Start of Document segment
# I Still love my Mackbook Air M1 and will not upgrade it for now



## pcarrilho (Nov 24, 2021)

With the launch of the new Macbook M1 PRO/MAX I have been wondering if it would be worth it to upgrade my Macbook Air M1 (16Gb) to one of the new ones. And the answer is: it depends. I remain in awe of my Macbook Air M1 and have been testing using only it in all of my work. So far it hasn't let me down at all. The only reason I would upgrade would be the possibility of having 32Gb of RAM, but the truth is that I haven't felt the need yet. It's true that I'm not a guy who uses huge templates with everything loaded in memory (my template has 200 tracks, but with Purged memory, or even disabled). With the new M1 PRO/MAX you'd get twice as many tracks as possible without needing to use the freeze function (but I must mention that freezing a track is so fast on this M1 computer that it's no longer a problem). In this example I'm building a mockup of the star wars theme, using OPUS (diamond, with 2 mics in each instrument), each instrument is in one single opus instance (i dont use multitimbral at all). I have 4 instances of a convolution reverb (cinematic rooms from Liquid Sonics) and add compressors, eqs...).

EDIT: I forgot to mention i am using OPUS on a external normal ssd drive (not M2) on a Usb 3.1 enclosure.


----------



## pcarrilho (Nov 24, 2021)

BTW, this is a real world test... my world ... (not a benchmark test)


----------



## SomeGuy (Jan 2, 2022)
End of Document segment
Start of Dataset extract
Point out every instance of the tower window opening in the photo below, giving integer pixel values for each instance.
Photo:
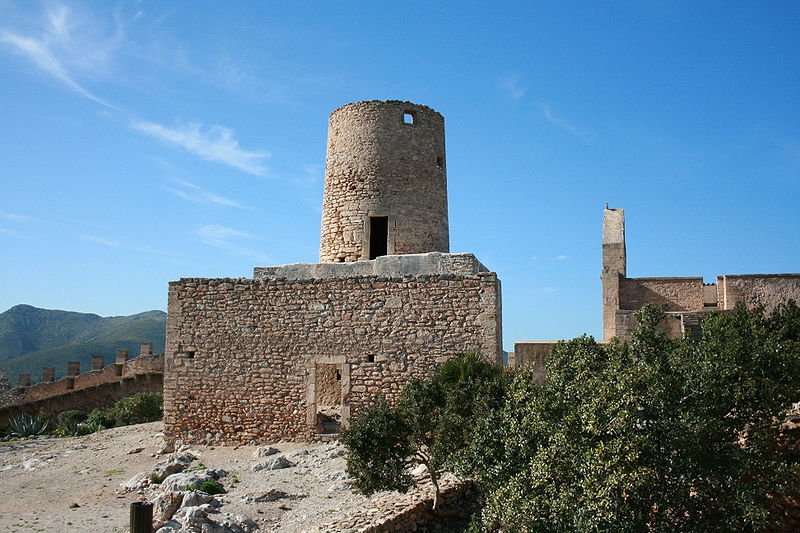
End of Dataset extract
Written exercise 1 >>
In the MacBook Air M1 thread, how many tracks does the poster's template have?
Written exercise 2 >>
Write the next part of the MacBook Air M1 forum thread, starting with the reply from SomeGuy.

Final answer 1 >>
200 tracks.

Final answer 2 >>
Thank you for posting! Do you use an external SSD for your sample streaming? If so which one? I’m thinking the air makes much more sense than a MacBook Pro. Though tempting for the additional RAM, you are paying much more for graphics capabilities that will not be utilized by audio production. For the amount of extra money spent on a MacBook Pro, you could add a Mac mini if you really needed more ram and use it as a sample slave. Really makes me wonder if I should just hold out for the next Macbook Air which should be released sometime this year?


----------



## PeterN (May 15, 2022)

Been using MacBook Air for two months now, and would definitely not recommend it to anyone doing more than basic sketching. Or, say, if you use only Logic stock plugins and do instruments to count on one hand - at most, two. And I got the most expensive M1 MacBook Air.

Do you really get that project running that many tracks, and smoothly with OPUS and third party plugins?

Seriously? How many tracks are frozen? Is it not crashing?

Its great if you do - just hard to believe after playing with this toy for two months.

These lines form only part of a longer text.